• SCHRIFTLICHE AUFGABE A
In welchem Restaurant fand das im Bericht über das Female Investors Dinner beschriebene Treffen statt?

• TEXTAUSSCHNITT
╔══
Um die Hemmschwelle der Frauen gegenüber dem Thema Finanzen abzubauen, veranstaltete CK Venture Capital ein Female Investors Dinner. Am Vorabend zur „salz21“, die sich den Zukunftsthemen der Wirtschaft widmet, luden die Business Angels Conny Hörl und Katja Ruhnke hoch über den Dächern Salzburgs zum Erfahrungsaustausch und ganz viel Networking ins Restaurant Cool Mama im gleichnamigen Hotel. „Wir konnten aufzeigen, wie wichtig der weibliche Part für die Start-up-Szene ist, und viele Frauen waren sehr interessiert. Die weibliche Sicht auf die Produktentwicklung, eine sensible Art zu kommunizieren und das Interesse an einer besseren Zukunft und guten Problemlösungen sind nötig. Denn Frauen investieren gerne in Unternehmen und Produkte, die einen Impact haben und die Welt ein Stück besser machen“, erklärt Conny Hörl. Im Rahmen des Female Investors Dinner, das auch im Zuge der nächsten „salz21“ wieder stattfinden wird, konnten sich die Frauen in vertrautem Rahmen austauschen und sehr viel Neues und Wissenswertes erfahren.
╚══
• EINGABE ZUR AUFGABE
╔══
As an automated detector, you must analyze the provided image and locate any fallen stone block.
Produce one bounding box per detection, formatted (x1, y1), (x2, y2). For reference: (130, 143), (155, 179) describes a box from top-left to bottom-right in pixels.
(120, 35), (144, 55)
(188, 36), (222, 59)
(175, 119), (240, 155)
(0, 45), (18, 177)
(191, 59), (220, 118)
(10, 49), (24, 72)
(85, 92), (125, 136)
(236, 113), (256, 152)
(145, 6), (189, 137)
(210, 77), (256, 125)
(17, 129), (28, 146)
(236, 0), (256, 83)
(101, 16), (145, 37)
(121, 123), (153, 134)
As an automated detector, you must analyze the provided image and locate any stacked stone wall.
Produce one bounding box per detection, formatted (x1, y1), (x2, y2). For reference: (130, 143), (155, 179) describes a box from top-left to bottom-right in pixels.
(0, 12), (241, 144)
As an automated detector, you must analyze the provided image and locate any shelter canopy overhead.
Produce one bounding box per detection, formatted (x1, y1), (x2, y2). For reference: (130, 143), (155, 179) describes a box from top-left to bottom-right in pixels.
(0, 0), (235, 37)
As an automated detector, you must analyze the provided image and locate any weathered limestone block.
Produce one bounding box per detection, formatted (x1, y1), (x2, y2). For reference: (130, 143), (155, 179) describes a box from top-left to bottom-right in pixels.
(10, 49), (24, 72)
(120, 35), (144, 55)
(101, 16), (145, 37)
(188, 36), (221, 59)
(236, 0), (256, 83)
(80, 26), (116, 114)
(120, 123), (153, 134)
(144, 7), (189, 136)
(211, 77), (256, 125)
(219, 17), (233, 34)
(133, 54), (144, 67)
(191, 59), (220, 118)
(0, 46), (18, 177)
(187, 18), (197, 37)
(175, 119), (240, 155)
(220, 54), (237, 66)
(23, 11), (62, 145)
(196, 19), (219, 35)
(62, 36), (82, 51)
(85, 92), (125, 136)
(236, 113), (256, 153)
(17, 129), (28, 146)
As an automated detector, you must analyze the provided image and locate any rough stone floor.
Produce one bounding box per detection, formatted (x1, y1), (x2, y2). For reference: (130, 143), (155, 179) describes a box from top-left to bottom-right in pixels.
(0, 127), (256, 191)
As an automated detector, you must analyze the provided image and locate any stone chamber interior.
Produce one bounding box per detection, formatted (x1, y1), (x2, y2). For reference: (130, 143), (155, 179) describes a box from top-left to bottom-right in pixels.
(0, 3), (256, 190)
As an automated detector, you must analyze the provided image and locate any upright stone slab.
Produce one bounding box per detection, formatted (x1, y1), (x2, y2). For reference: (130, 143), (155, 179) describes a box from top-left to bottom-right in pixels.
╚══
• SCHRIFTLICHE AUFGABE B
Schreiben Sie die Einträge vom Anfang bis einschließlich der Zeile mit „(0, 127), (256, 191)“ unverändert ab.

• LÖSUNG DER AUFGABE A
Im Restaurant Cool Mama im gleichnamigen Hotel.

• LÖSUNG DER AUFGABE B
As an automated detector, you must analyze the provided image and locate any fallen stone block.
Produce one bounding box per detection, formatted (x1, y1), (x2, y2). For reference: (130, 143), (155, 179) describes a box from top-left to bottom-right in pixels.
(120, 35), (144, 55)
(188, 36), (222, 59)
(175, 119), (240, 155)
(0, 45), (18, 177)
(191, 59), (220, 118)
(10, 49), (24, 72)
(85, 92), (125, 136)
(236, 113), (256, 152)
(145, 6), (189, 137)
(210, 77), (256, 125)
(17, 129), (28, 146)
(236, 0), (256, 83)
(101, 16), (145, 37)
(121, 123), (153, 134)
As an automated detector, you must analyze the provided image and locate any stacked stone wall.
Produce one bounding box per detection, formatted (x1, y1), (x2, y2). For reference: (130, 143), (155, 179) describes a box from top-left to bottom-right in pixels.
(0, 12), (241, 144)
As an automated detector, you must analyze the provided image and locate any shelter canopy overhead.
Produce one bounding box per detection, formatted (x1, y1), (x2, y2). For reference: (130, 143), (155, 179) describes a box from top-left to bottom-right in pixels.
(0, 0), (235, 37)
As an automated detector, you must analyze the provided image and locate any weathered limestone block.
Produce one bounding box per detection, formatted (x1, y1), (x2, y2). For reference: (130, 143), (155, 179) describes a box from top-left to bottom-right in pixels.
(10, 49), (24, 72)
(120, 35), (144, 55)
(101, 16), (145, 37)
(188, 36), (221, 59)
(236, 0), (256, 83)
(80, 26), (116, 114)
(120, 123), (153, 134)
(144, 7), (189, 136)
(211, 77), (256, 125)
(219, 17), (233, 34)
(133, 54), (144, 67)
(191, 59), (220, 118)
(0, 46), (18, 177)
(187, 18), (197, 37)
(175, 119), (240, 155)
(220, 54), (237, 66)
(23, 11), (62, 145)
(196, 19), (219, 35)
(62, 36), (82, 51)
(85, 92), (125, 136)
(236, 113), (256, 153)
(17, 129), (28, 146)
As an automated detector, you must analyze the provided image and locate any rough stone floor.
Produce one bounding box per detection, formatted (x1, y1), (x2, y2). For reference: (130, 143), (155, 179) describes a box from top-left to bottom-right in pixels.
(0, 127), (256, 191)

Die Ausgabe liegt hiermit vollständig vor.